BEGIN Given passage

Then he spoke about my cousin, Pope John Paul II. (He's a third or fourth cousin; I'm not kidding.) He spoke about how John Paul invited a rabbi over every week to study the Bible together and promote dialogue between the faiths. Relations between Catholics and Jews have never been better than they are today, Weisel told us. He only made one mistake: he should have invited a Muslim, too.
This sent him into a discussion on hatred. Hatred is always born of fanaticism, he said. And fanaticism, whether political or religious, has always been the author of the worst things we've ever done to each other. It's when religious fanaticism is married to political fanaticism that things get really dangerous.
You see, a fanatic by his very nature negates the idea of dialogue. He says to himself that only he has God's ear. And if he truly believes that, what can I do, what can anyone do to convince him?
He makes God his accomplice.
That one nearly knocked the breath out of me. I wish I could retell it with the same eloquence.
He didn't spend a lot of time talking about the Holocaust. He said only a few things. Why, in all that he went through, did he never lose his faith?
A heart that is broken is the most whole.
A faith that is wounded is the most pure.

END Given passage
BEGIN Given information

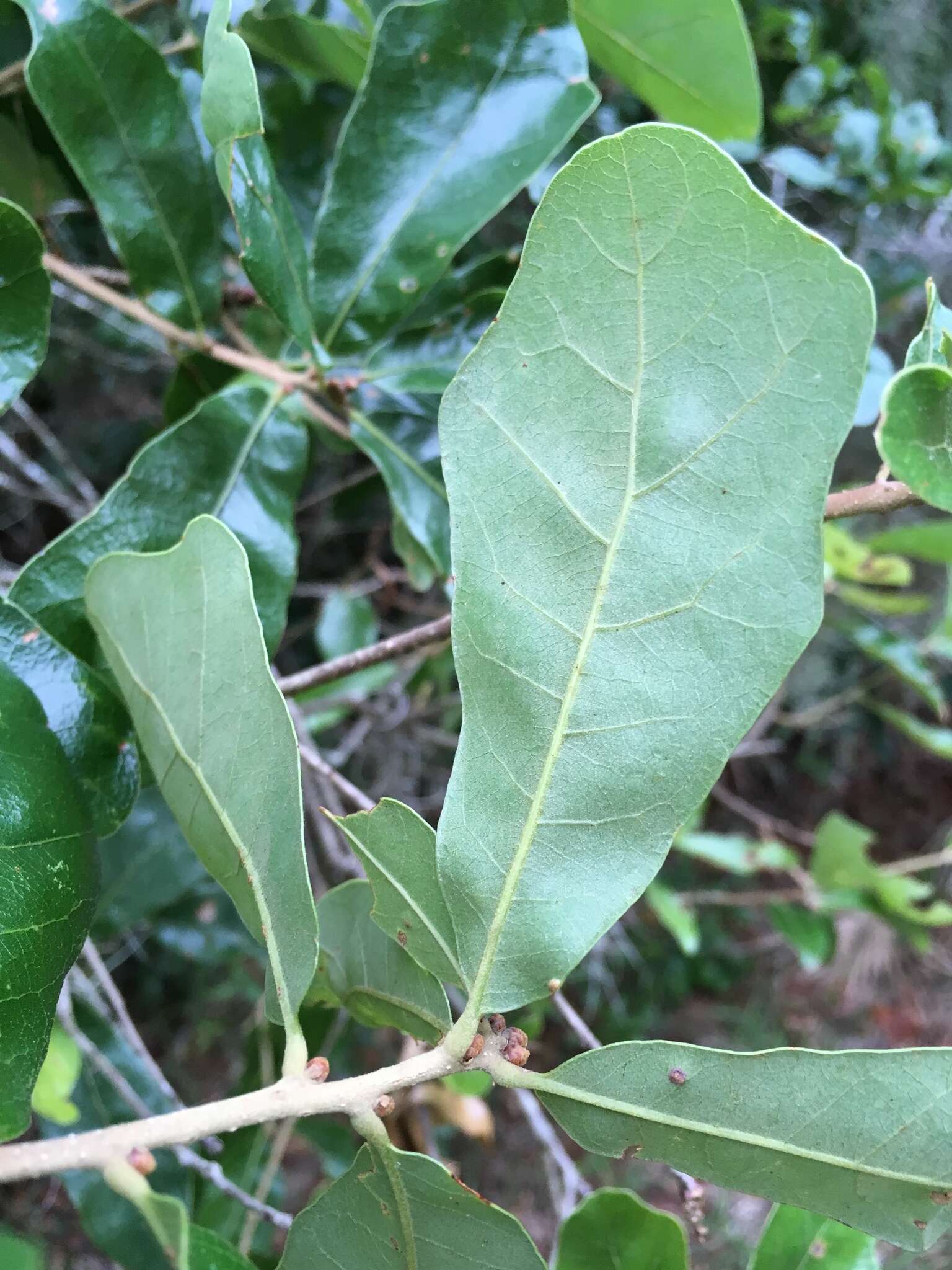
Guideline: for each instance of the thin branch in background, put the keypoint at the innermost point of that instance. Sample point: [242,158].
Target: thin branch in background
[106,982]
[337,861]
[408,642]
[45,483]
[764,822]
[200,342]
[571,1184]
[320,765]
[281,1142]
[208,1169]
[13,79]
[886,495]
[81,483]
[575,1021]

END Given information

**List of tasks:**
a - Name every religious group mentioned in the account of Weisel's talk.
b - Continue the account of Weisel's talk after its final sentence.

**Results:**
a - Catholics, Jews, Muslims

b -
The question is not how remarkable it was that he survived. It is how remarkable it was that he retained his sanity. And he did that by turning to study. He's a professor of Judaic studies, you know.
Another, that if he carries any anger over what happened, it is that people knew, and they didn't warn them. They had a maid who brought them food at night in the ghetto. She snuck in and risked her life and said that if they wanted to hide in the mountains, they could stay in her little hut. The Nazis were not penetrating that high ground. They would have been safe.
But his father did not know. They listened to the radio at night and never once in all over their speeches did Roosevelt and Churchill say to the Jews of Eastern Europe what was happening at Auschwitz. Nobody told them to stay away from the trains. And get this: the Russians were only thirty kilometers away. That's eighteen miles. Eighteen miles to safety.
But people were indifferent. They were insensitive to what the ramifications of not speaking would be. Insensitivity, he said, is the biggest sin of all.
He spoke of Joseph at the bottom of the pit, surrounded by snakes and scorpions and crying for his life. His brothers threw him into that pit and then went to have dinner. A feast. They were insensitive to his cries for help. It is the darkest moment in all the Bible, he said. It is because they were insensitive to what they were doing to him.
Insensitivity is never an option.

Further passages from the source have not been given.